---------- PROVIDED INFORMATION ----------

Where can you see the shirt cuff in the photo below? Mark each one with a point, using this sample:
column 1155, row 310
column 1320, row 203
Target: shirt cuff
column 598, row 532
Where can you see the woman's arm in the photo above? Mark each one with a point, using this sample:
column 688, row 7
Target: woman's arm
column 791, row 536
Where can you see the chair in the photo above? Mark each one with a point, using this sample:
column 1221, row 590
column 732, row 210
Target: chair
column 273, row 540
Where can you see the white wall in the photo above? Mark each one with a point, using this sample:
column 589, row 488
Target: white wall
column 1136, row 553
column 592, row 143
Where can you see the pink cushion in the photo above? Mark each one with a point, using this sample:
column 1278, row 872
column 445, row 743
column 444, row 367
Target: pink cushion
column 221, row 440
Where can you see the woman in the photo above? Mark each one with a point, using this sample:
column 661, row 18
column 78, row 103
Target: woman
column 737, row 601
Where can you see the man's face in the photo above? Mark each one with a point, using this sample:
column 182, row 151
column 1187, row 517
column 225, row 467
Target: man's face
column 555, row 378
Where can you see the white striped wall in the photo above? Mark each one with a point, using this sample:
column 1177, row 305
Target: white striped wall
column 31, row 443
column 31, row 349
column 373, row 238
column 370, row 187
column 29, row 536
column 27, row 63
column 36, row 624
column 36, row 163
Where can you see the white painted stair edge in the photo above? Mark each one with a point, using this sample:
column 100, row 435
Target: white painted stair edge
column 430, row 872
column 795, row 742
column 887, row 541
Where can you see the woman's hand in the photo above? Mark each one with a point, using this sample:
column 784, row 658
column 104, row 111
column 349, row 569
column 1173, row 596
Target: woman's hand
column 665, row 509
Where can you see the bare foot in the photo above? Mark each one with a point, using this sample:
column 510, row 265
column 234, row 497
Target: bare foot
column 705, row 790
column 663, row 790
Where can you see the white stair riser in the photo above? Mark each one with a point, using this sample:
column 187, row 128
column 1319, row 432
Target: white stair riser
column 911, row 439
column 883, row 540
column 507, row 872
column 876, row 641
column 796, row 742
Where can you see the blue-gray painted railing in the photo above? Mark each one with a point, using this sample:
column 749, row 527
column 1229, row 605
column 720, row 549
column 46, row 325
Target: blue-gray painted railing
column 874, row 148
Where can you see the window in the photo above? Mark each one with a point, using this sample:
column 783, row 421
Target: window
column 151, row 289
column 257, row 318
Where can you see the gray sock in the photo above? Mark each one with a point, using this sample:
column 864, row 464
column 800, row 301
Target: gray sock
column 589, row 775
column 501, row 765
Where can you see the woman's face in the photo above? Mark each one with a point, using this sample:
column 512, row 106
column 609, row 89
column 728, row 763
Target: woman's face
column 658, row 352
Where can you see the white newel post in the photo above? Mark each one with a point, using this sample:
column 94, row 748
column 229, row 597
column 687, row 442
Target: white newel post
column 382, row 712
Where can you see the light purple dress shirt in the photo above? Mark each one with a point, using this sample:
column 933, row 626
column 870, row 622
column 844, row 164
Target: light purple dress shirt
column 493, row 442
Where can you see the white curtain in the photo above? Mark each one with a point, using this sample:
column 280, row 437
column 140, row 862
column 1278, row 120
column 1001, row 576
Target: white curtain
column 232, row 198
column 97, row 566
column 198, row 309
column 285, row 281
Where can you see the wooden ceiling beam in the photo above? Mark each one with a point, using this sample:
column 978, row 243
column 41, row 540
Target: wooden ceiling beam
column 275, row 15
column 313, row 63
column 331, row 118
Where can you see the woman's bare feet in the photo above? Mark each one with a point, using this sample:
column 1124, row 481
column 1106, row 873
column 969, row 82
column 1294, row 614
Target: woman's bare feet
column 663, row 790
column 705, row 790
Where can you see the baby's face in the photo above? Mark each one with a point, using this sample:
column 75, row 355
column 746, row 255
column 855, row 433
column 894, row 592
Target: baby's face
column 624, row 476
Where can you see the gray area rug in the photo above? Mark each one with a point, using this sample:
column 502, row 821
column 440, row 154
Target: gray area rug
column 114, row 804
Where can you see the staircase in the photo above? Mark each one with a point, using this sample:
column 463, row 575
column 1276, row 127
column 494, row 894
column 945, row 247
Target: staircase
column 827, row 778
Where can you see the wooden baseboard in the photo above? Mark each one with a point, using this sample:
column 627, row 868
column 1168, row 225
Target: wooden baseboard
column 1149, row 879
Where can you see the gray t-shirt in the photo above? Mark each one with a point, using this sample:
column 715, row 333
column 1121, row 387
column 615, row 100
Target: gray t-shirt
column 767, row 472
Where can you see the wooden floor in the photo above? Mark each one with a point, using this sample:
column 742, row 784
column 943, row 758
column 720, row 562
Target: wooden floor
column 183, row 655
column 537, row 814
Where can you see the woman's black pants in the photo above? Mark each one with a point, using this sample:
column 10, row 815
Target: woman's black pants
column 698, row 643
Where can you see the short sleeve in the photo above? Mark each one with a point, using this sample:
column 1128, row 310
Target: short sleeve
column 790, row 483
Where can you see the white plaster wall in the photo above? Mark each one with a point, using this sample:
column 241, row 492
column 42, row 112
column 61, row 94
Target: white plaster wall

----------

* [WHAT IS REQUIRED]
Output every line above as a JSON list of strings, one string per line, skipping blank lines.

* [TASK RESULT]
[
  "Where can you see the shirt cuff in the photo below? Mark each one with a point, using this sample:",
  "column 1155, row 310",
  "column 1320, row 203",
  "Target: shirt cuff",
  "column 598, row 532",
  "Where can you see the woman's arm in the photo above? Mark each one with a point, using this sample:",
  "column 688, row 7",
  "Target: woman's arm",
  "column 791, row 536",
  "Where can you see the chair in the photo above? Mark each one with a point, using this sample:",
  "column 1221, row 590",
  "column 732, row 210",
  "Target: chair",
  "column 273, row 540",
  "Where can you see the white wall in the photo above? Mark each one with a point, using this sample:",
  "column 589, row 488",
  "Target: white wall",
  "column 1136, row 553",
  "column 592, row 143",
  "Where can you see the pink cushion in the photo above? Mark each one with a point, using this sample:",
  "column 1278, row 872",
  "column 445, row 743",
  "column 444, row 367",
  "Target: pink cushion",
  "column 221, row 440",
  "Where can you see the woman in the photo above? Mark each one with a point, using this sample:",
  "column 661, row 18",
  "column 78, row 103",
  "Target: woman",
  "column 737, row 601",
  "Where can you see the man's face in the photo above? Mark each one with a point, using this sample:",
  "column 182, row 151",
  "column 1187, row 517",
  "column 225, row 467",
  "Target: man's face",
  "column 555, row 378",
  "Where can you see the white striped wall in the photo above? Mark each one with a point, using this sample:",
  "column 1177, row 305",
  "Target: white striped wall",
  "column 31, row 443",
  "column 31, row 349",
  "column 373, row 238",
  "column 370, row 187",
  "column 29, row 536",
  "column 27, row 63",
  "column 36, row 624",
  "column 36, row 163",
  "Where can you see the white painted stair edge in the photo above? Mark each one with a point, using this sample:",
  "column 100, row 435",
  "Target: white painted stair edge",
  "column 430, row 872",
  "column 795, row 742",
  "column 887, row 541",
  "Where can you see the woman's hand in the photo above? Mark each one with a point, using this sample:",
  "column 784, row 658",
  "column 104, row 111",
  "column 349, row 569",
  "column 1173, row 596",
  "Target: woman's hand",
  "column 665, row 509",
  "Where can you see the bare foot in the photo above? Mark each one with a point, using this sample:",
  "column 510, row 265",
  "column 234, row 497",
  "Target: bare foot",
  "column 705, row 790",
  "column 663, row 790",
  "Where can you see the white stair riser in the photo above? Mark each one with a point, using this sample:",
  "column 187, row 128",
  "column 1319, row 432",
  "Target: white stair riser",
  "column 911, row 439",
  "column 883, row 540",
  "column 507, row 872",
  "column 876, row 641",
  "column 796, row 742",
  "Where can you see the blue-gray painted railing in the photo above? Mark each one with a point, using this sample:",
  "column 749, row 527",
  "column 1229, row 605",
  "column 720, row 549",
  "column 46, row 325",
  "Target: blue-gray painted railing",
  "column 874, row 148",
  "Where can you see the window in the photo above? Mark each one with a point, using this sample:",
  "column 783, row 421",
  "Target: window",
  "column 151, row 289",
  "column 257, row 318",
  "Where can you see the gray sock in the photo above? Mark each one with a point, using this sample:",
  "column 864, row 464",
  "column 800, row 301",
  "Target: gray sock",
  "column 589, row 775",
  "column 501, row 765",
  "Where can you see the woman's face in the photo above? Mark each one with a point, using this sample:",
  "column 512, row 106",
  "column 609, row 89",
  "column 728, row 763",
  "Target: woman's face",
  "column 658, row 352",
  "Where can you see the white newel post in the photo above? Mark each one with a point, using this sample:",
  "column 94, row 748",
  "column 229, row 597",
  "column 687, row 442",
  "Target: white newel post",
  "column 382, row 712",
  "Where can you see the light purple dress shirt in the photo above? Mark each one with a point, using this sample:",
  "column 933, row 626",
  "column 870, row 622",
  "column 844, row 164",
  "Target: light purple dress shirt",
  "column 493, row 442",
  "Where can you see the white curtain in the photo above? Mark each one with a point, using this sample:",
  "column 280, row 437",
  "column 140, row 862",
  "column 1278, row 120",
  "column 1001, row 576",
  "Target: white curtain",
  "column 232, row 198",
  "column 97, row 566",
  "column 198, row 309",
  "column 285, row 281",
  "Where can you see the wooden ceiling beam in the photo above? Mark each one with a point, using this sample:",
  "column 978, row 243",
  "column 41, row 540",
  "Target: wooden ceiling beam",
  "column 275, row 15",
  "column 313, row 63",
  "column 331, row 118",
  "Where can you see the woman's bare feet in the photo above? Mark each one with a point, using this sample:",
  "column 1124, row 481",
  "column 1106, row 873",
  "column 969, row 82",
  "column 1294, row 614",
  "Target: woman's bare feet",
  "column 663, row 790",
  "column 705, row 790",
  "Where can you see the baby's face in the photo above? Mark each one with a point, using this sample:",
  "column 75, row 355",
  "column 746, row 255",
  "column 855, row 433",
  "column 894, row 592",
  "Target: baby's face",
  "column 624, row 476",
  "Where can you see the gray area rug in the photo above? Mark each one with a point, using this sample:",
  "column 502, row 821",
  "column 440, row 154",
  "Target: gray area rug",
  "column 114, row 804",
  "Where can you see the staircase in the photo above? Mark each one with a point, using this sample:",
  "column 463, row 575",
  "column 1276, row 127",
  "column 494, row 894",
  "column 945, row 247",
  "Target: staircase",
  "column 827, row 778",
  "Where can you see the wooden baseboard in the photo above? Mark each one with a point, using this sample:",
  "column 627, row 868",
  "column 1168, row 225",
  "Target: wooden baseboard",
  "column 1149, row 879",
  "Where can you see the gray t-shirt in the photo above? Mark each one with a point, using this sample:",
  "column 715, row 333",
  "column 1121, row 387",
  "column 615, row 100",
  "Target: gray t-shirt",
  "column 767, row 472",
  "Where can you see the wooden floor in the photo above? Mark each one with a point, using this sample:",
  "column 742, row 784",
  "column 943, row 758",
  "column 720, row 562",
  "Target: wooden floor",
  "column 183, row 655",
  "column 537, row 814",
  "Where can you see the woman's black pants in the photo above? Mark each one with a point, using this sample:",
  "column 10, row 815",
  "Target: woman's black pants",
  "column 698, row 643",
  "Where can you see the short sleeve in the photo above? Mark each one with a point, using this sample:",
  "column 1128, row 310",
  "Target: short sleeve",
  "column 790, row 483",
  "Where can you see the white plaster wall in the photo above? Mark each one with a point, using this sample:",
  "column 241, row 492",
  "column 42, row 112",
  "column 61, row 94",
  "Target: white plaster wall"
]